Para piorar, o projeto começou a atrasar porque a Atari tinha o caixa quase vazio depois de tantas empreitadas ruins no início da década. Um mês depois da CES, Kassar foi demitido. A Warner, holder da Atari, fez uma reunião com Nintendo e Coleco para tentar resolver todo o imbróglio.

Houve um acordo provisório em relação a Donkey Kong, de modo que a parceria podia continuar, mas a Nintendo soube através de um ex-advogado da Warner que a Atari nunca teve o dinheiro para concluir a operação. Tudo seria um blefe para tirar um concorrente do mercado e de quebra, aprender algo sobre a tecnologia deles com novos videogames.

O AVS da Nintendo
O AVS da Nintendo - fracassou antes de vir ao mundo, para sorte do NES

Restava à Nintendo se virar e fazer o lançamento por conta própria – e a Atari mal tinha ideia do que estava perdendo.

"Dá para acreditar que quase vendemos a coisa toda?", disse Arakawa anos mais tarde, falando do NES. "Se tivéssemos feito, ninguém fora do Japão saberia quem é Nintendo".

Buscando se afastar do estigma fracassado de videogame, foi projetada uma plataforma a partir do Famicom com o nome AVS, ou Advanced Video System. As cores remetiam ao que seria o futuro visual do NES, em tons de cinza. Mas tinha teclado, gravador de fita cassete, interpretador BASIC, teclado musical... Tudo que lembrasse as funções de um computador. O aparelho foi visto na CES* de 1984.

* Consumer Electronics Show, feira fechada ao público e então semestral de demonstração de novidades eletrônicas. A partir de 1995 passou a ter uma única edição, geralmente em janeiro.

Como lembrou Lance Barr, designer responsável pelo novo design:

O design foi concebido como um sistema sem fio, modular, feito para se parecer mais com algo como um sistema estéreo do que um brinquedo eletrônico. Após a primeira aparição pública na CES, fui orientado a redesenhar o case baseado em novos requerimentos da engenharia. Para reduzir custos, o wireless e alguns componentes modulares como teclado e gravador de voz, foram eliminados.

DADOS FORNECIDOS:
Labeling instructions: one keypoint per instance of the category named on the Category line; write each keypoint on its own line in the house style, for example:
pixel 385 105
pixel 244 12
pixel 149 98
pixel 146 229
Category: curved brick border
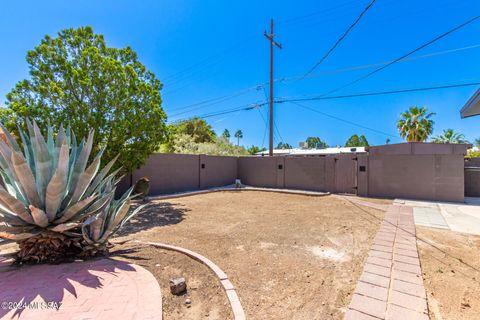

LISTA DE EXERCÍCIOS:
A – Reproduza do texto sobre a Nintendo o trecho que começa em "Restava à Nintendo" e vai até "CES* de 1984.", incluindo essas palavras finais.
B – Responda com base no texto sobre a Nintendo:
(i) O que significa a sigla AVS?
(ii) Quem foi demitido um mês depois da CES?
(iii) A partir de que ano a CES passou a ter uma única edição?
C – Diga se cada afirmação está de acordo com o texto sobre a Nintendo. Responda sim ou não e cite as palavras do texto que decidem a questão.
(i) A Atari tinha bastante dinheiro em caixa quando o projeto começou a atrasar.
(ii) O AVS apareceu na CES.
(iii) O teclado foi eliminado para reduzir custos.

RESPOSTAS DOS EXERCÍCIOS:
A –
Restava à Nintendo se virar e fazer o lançamento por conta própria – e a Atari mal tinha ideia do que estava perdendo.

"Dá para acreditar que quase vendemos a coisa toda?", disse Arakawa anos mais tarde, falando do NES. "Se tivéssemos feito, ninguém fora do Japão saberia quem é Nintendo".

Buscando se afastar do estigma fracassado de videogame, foi projetada uma plataforma a partir do Famicom com o nome AVS, ou Advanced Video System. As cores remetiam ao que seria o futuro visual do NES, em tons de cinza. Mas tinha teclado, gravador de fita cassete, interpretador BASIC, teclado musical... Tudo que lembrasse as funções de um computador. O aparelho foi visto na CES* de 1984.

B –
(i) Advanced Video System.
(ii) Kassar.
(iii) 1995.

C –
(i) Não: "a Atari tinha o caixa quase vazio depois de tantas empreitadas ruins no início da década".
(ii) Sim: "O aparelho foi visto na CES".
(iii) Sim: "Para reduzir custos, o wireless e alguns componentes modulares como teclado e gravador de voz, foram eliminados."